### [Requirement]
The expected output is the complete listing, copied word for word.

### [Exercise input]
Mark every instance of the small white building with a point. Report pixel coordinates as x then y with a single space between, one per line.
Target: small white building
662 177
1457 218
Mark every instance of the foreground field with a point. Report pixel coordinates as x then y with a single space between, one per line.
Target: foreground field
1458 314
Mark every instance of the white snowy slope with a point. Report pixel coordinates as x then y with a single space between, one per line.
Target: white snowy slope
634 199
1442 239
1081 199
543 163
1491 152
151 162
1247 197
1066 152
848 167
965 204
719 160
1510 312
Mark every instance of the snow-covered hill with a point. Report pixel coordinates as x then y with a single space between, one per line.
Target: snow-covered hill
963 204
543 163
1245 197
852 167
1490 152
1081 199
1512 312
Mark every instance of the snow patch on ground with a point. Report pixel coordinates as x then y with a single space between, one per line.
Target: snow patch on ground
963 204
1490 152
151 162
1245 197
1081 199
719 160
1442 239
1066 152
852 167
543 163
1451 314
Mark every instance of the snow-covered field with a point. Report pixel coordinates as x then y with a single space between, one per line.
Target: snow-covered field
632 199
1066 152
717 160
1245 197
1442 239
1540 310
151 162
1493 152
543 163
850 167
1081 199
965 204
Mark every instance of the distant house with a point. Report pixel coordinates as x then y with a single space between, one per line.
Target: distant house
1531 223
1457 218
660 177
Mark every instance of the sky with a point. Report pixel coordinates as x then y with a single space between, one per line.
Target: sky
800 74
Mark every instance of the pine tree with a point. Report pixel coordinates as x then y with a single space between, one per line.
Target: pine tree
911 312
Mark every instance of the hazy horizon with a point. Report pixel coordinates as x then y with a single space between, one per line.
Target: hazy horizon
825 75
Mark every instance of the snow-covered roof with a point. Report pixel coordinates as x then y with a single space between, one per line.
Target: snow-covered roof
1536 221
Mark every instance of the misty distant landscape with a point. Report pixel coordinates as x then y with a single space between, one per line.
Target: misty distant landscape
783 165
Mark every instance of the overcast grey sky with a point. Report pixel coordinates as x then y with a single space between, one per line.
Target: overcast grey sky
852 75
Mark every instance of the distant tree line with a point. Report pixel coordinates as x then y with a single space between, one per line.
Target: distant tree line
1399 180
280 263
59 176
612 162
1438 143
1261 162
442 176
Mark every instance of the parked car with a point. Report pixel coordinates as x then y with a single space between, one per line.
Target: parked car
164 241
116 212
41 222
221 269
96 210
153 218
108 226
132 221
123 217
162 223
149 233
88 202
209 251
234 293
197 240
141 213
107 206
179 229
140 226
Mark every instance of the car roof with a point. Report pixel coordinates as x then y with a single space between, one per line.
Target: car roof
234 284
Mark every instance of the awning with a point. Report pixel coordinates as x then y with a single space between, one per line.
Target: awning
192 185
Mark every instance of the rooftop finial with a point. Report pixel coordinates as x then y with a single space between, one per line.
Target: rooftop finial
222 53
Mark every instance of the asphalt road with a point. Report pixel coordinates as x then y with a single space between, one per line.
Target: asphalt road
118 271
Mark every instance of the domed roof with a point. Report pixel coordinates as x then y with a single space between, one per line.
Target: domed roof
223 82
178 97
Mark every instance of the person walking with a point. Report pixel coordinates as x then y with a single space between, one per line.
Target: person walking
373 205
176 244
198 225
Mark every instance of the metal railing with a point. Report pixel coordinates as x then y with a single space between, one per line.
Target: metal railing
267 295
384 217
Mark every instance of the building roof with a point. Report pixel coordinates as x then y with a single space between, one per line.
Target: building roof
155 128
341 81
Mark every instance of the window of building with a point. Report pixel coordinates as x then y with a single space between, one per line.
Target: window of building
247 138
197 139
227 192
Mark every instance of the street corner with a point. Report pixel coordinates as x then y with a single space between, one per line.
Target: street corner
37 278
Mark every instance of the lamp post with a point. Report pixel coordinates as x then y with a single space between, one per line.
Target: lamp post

### [Task solution]
Mark every instance of the small white building with a point. Report pixel coordinates as x then y with a single space between, one per line.
Target: small white building
662 177
1457 218
Mark every instance of the foreground field with a point. Report pixel coordinates as x then y with a single space between, one per line.
Target: foreground field
1458 314
Mark every instance of the white snowy slope with a point. Report pixel coordinates as x then y with a single space between, one per line.
Target: white snowy slope
634 199
1442 239
1081 199
543 163
1491 152
151 162
1247 197
1066 152
848 167
965 204
719 160
1510 312
Mark every instance of the snow-covered hill with a point. Report pixel coordinates as x then y with a single space between, one per line.
Target: snow-covered hill
963 204
543 163
1245 197
852 167
1490 152
1081 199
1512 312
Mark every instance of the snow patch on ground with a point. Report pixel coordinates as x then y with a single space between, one per line.
Target: snow patch on ground
963 204
1490 152
151 162
1245 197
1081 199
719 160
1442 239
1066 152
852 167
543 163
1451 314
Mark every instance of the snow-covered field with a point. Report pixel coordinates as x then y with a single space between, one per line.
Target: snow-covered field
632 199
1066 152
717 160
1245 197
1442 239
1540 310
151 162
1493 152
543 163
850 167
1081 199
965 204
Mark every instance of the distant house with a point. Report pixel coordinates as x then y with a single space between, one per line.
Target: distant house
1531 223
1457 218
660 177
Mark every instance of the sky with a point. Report pixel coordinates as x then y with a single space between, one per line.
Target: sky
800 74
Mark every instance of the pine tree with a point. Report pixel coordinates as x then y with a single space between, one per line.
Target: pine tree
911 312
Mark every instance of the hazy horizon with a point. Report pixel coordinates as x then y with a single space between, one per line.
Target: hazy horizon
825 75
Mark every instance of the snow-covered roof with a point. Report pixel coordinates as x then y with a single space between, one per line.
Target: snow-covered roof
1536 221
Mark every instance of the misty distant landscape with a point. Report pixel coordinates as x then y with a single space between, one per line.
Target: misty distant landscape
783 165
Mark every instance of the overcast grey sky with a point. Report pixel coordinates as x then y with a single space between, one per line.
Target: overcast grey sky
852 75
Mark every instance of the distant tree line with a point. Report pixel coordinates as x then y with a single space between, one per line.
Target: distant tree line
1399 180
280 263
59 176
612 162
1438 143
1261 162
442 176
Mark every instance of the parked car with a point. Report pixel coordinates as x then y with a single space between, one per line.
Target: parked car
164 241
116 212
41 222
221 269
96 210
153 218
108 226
132 221
123 217
162 223
149 233
88 202
209 251
234 293
197 240
141 213
107 206
179 229
140 226
Mark every instance of the car roof with a point. Report pixel coordinates as x then y with a single space between, one per line.
Target: car roof
234 284
Mark every instance of the awning with a point. Report pixel coordinates as x then y with a single space between, one per line.
Target: awning
192 185
Mark every instance of the rooftop finial with a point. Report pixel coordinates as x then y with a single space between, one per line.
Target: rooftop finial
222 53
Mark every instance of the asphalt road with a point. Report pixel coordinates as x then y with a single space between, one per line.
Target: asphalt road
118 271
Mark every instance of the domed roof with a point. Report pixel coordinates as x then y with a single space between, one per line.
Target: domed roof
223 82
178 97
Mark every instance of the person walking with a point. Report pixel coordinates as x then y with a single space between, one per line.
Target: person walking
373 205
176 244
198 225
Mark every instance of the metal railing with a point. Report pixel coordinates as x then y with a single space between, one per line.
Target: metal railing
267 295
384 217
Mark every instance of the building roof with a point. Report pixel coordinates as x then y with a single space between, one per line.
Target: building roof
155 128
341 81
Mark every instance of the window of building with a point. Report pixel coordinates as x then y with a single space between, one per line.
Target: window of building
247 138
197 139
227 192
Mark every instance of the street corner with a point. Report pixel coordinates as x then y with a single space between, one per line.
Target: street corner
37 278
Mark every instance of the lamp post with a point. Report pixel coordinates as x then y with a single space between, one per line.
Target: lamp post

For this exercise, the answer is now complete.